RECORDS FOR THE TASK =>
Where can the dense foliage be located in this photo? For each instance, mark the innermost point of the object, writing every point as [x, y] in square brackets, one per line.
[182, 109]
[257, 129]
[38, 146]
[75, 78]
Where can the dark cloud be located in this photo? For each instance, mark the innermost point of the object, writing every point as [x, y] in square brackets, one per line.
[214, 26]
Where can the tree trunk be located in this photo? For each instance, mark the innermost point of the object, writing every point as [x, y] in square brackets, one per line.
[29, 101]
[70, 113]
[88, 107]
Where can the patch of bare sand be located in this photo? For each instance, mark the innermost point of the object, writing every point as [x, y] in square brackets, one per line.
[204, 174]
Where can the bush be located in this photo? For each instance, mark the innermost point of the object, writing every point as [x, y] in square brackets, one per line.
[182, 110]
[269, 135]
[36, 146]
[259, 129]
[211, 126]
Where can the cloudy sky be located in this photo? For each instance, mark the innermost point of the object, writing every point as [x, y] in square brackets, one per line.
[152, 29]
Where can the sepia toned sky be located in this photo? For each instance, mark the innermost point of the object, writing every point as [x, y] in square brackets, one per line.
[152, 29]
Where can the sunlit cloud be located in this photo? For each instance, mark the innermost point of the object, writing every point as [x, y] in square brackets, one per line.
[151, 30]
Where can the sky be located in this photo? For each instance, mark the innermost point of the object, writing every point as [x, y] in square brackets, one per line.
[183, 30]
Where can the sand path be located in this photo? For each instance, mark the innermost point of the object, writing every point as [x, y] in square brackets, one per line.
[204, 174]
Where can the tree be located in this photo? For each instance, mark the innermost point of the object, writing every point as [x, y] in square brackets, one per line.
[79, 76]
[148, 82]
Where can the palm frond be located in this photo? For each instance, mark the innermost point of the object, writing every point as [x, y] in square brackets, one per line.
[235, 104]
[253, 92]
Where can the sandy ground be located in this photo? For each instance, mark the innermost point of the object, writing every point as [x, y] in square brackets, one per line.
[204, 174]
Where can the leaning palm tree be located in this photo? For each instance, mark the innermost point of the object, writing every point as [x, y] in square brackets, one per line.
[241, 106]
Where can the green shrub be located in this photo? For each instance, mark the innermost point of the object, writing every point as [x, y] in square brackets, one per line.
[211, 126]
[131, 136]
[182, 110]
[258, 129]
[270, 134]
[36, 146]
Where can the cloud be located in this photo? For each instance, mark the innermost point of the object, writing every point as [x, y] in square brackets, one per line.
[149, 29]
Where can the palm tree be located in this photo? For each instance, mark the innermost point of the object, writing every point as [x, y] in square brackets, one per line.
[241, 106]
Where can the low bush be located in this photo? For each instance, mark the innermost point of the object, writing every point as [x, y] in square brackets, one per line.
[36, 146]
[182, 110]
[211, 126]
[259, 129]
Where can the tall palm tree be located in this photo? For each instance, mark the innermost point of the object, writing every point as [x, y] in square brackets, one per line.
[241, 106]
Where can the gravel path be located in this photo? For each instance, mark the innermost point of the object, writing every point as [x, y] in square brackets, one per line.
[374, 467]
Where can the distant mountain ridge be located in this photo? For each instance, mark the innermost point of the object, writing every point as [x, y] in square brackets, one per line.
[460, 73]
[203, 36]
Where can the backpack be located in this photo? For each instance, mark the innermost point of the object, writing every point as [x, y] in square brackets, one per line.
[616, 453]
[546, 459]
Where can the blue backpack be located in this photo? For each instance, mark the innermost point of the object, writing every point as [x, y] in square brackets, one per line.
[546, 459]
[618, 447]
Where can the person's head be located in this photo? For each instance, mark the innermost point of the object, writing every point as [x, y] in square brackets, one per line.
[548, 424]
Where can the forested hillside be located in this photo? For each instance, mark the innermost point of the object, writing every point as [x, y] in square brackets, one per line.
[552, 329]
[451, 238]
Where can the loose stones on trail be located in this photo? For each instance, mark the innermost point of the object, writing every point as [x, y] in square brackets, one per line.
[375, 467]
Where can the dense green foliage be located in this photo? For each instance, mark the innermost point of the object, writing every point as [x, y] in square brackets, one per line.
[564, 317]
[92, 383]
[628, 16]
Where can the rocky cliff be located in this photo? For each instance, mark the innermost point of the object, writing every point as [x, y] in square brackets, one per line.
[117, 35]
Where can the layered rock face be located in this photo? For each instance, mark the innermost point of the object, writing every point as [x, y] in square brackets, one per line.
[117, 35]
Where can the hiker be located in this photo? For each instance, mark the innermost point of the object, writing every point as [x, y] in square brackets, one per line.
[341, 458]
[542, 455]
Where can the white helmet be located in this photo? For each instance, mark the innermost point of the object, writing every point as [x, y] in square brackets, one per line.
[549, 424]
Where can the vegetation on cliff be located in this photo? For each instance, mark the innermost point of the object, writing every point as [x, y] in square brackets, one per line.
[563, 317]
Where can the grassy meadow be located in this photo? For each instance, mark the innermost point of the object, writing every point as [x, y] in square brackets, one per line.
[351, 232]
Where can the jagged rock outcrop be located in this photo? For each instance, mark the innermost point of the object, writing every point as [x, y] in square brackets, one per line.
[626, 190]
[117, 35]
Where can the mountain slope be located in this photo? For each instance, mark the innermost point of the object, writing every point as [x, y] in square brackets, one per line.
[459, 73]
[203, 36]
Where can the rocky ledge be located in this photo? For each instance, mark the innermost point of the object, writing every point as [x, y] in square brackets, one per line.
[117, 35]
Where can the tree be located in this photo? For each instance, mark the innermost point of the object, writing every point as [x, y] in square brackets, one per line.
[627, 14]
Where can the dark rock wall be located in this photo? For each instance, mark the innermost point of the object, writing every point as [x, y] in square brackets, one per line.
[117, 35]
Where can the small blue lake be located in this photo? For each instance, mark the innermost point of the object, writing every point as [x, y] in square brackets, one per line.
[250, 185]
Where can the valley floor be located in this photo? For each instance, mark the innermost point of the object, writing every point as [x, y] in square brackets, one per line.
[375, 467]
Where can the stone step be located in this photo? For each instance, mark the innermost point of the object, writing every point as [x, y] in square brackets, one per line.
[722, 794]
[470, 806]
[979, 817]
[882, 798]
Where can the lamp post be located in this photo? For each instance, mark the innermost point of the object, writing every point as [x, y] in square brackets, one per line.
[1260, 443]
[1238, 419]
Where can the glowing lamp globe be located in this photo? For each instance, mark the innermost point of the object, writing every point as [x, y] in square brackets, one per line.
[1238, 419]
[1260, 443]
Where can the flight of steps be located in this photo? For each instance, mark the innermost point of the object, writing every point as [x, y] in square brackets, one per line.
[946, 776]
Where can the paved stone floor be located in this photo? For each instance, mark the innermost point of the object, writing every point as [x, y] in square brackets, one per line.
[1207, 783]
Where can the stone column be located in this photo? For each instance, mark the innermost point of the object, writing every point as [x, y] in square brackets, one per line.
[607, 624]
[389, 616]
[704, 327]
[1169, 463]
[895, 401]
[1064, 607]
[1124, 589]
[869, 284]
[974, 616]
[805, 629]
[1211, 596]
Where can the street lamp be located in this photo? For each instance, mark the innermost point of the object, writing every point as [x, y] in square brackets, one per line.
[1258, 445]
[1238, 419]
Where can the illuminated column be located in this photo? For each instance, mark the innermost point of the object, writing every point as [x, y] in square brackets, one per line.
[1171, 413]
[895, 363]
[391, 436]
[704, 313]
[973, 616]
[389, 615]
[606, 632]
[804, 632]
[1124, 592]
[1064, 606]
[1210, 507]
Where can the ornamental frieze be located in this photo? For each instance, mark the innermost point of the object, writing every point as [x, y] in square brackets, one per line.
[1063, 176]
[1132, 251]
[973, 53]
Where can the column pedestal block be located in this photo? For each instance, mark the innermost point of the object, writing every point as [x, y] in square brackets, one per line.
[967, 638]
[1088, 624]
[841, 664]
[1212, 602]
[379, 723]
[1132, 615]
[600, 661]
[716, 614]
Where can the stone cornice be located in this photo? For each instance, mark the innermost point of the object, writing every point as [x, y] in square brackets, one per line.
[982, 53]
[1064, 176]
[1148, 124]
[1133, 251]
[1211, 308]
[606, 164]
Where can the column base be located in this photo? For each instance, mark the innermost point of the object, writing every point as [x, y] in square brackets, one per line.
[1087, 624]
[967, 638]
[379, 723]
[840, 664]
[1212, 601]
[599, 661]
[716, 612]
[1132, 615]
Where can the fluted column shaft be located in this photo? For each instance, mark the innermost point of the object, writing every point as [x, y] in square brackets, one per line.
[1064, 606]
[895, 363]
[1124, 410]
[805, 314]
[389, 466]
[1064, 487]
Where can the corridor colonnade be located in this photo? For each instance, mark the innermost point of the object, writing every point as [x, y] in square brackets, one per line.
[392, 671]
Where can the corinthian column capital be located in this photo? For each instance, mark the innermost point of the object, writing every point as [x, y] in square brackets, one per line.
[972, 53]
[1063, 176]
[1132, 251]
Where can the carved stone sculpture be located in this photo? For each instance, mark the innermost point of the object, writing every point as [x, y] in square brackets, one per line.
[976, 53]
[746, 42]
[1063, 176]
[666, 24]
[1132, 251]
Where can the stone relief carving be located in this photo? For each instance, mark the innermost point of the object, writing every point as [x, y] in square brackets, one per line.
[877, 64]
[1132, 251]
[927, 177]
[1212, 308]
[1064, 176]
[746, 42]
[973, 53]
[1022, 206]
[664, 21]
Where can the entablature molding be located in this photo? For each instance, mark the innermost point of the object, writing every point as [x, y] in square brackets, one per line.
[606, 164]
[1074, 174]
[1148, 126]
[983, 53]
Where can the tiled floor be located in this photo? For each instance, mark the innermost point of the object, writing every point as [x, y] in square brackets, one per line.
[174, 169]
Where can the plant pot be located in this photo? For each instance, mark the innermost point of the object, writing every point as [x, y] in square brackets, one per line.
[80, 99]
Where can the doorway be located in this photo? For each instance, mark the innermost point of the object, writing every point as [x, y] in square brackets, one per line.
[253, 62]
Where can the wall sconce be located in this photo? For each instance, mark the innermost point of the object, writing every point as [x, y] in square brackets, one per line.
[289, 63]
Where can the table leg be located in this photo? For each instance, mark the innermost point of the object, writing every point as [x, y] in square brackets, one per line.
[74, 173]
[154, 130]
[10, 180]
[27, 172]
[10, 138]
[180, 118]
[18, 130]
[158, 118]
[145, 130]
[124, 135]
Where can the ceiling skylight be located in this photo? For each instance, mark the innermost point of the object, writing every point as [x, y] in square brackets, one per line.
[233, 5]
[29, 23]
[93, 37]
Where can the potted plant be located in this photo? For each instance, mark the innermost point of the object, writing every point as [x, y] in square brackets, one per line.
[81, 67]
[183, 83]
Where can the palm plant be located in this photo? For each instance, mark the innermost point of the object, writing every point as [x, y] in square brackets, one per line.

TASK =>
The line containing "Where can the doorway" begins the span, and the last line of the records above ends it. Return that span exactly, and nothing outside it.

RESULT FOR THIS EXERCISE =>
Where can the doorway be located in this photo? For each instance, mark the innermost point of the object, writing every point as [x, y] in square brackets, one per line.
[253, 62]
Where can the wall sconce be located in this photo? For each instance, mark the innermost point of the object, writing every point as [x, y] in square brackets, one per line.
[289, 63]
Where can the table leg be located in this photo? For each instance, mark the innermost point of the object, writing every point as [x, y] in square brackets, one per line.
[74, 173]
[154, 130]
[10, 180]
[27, 172]
[10, 138]
[180, 118]
[18, 130]
[158, 118]
[145, 130]
[124, 135]
Where can the ceiling skylight be located in this photo? For each instance, mark the innermost point of the object, writing every point as [x, y] in square brackets, one per line.
[233, 5]
[29, 23]
[93, 37]
Where can the potted plant be located in this photo? For each instance, mark the innermost point of the object, writing every point as [x, y] in square brackets, one per line.
[81, 67]
[183, 83]
Where can the palm plant be located in this photo? For each instance, mark the innermost point of the object, writing every point as [x, y] in square brackets, one per line.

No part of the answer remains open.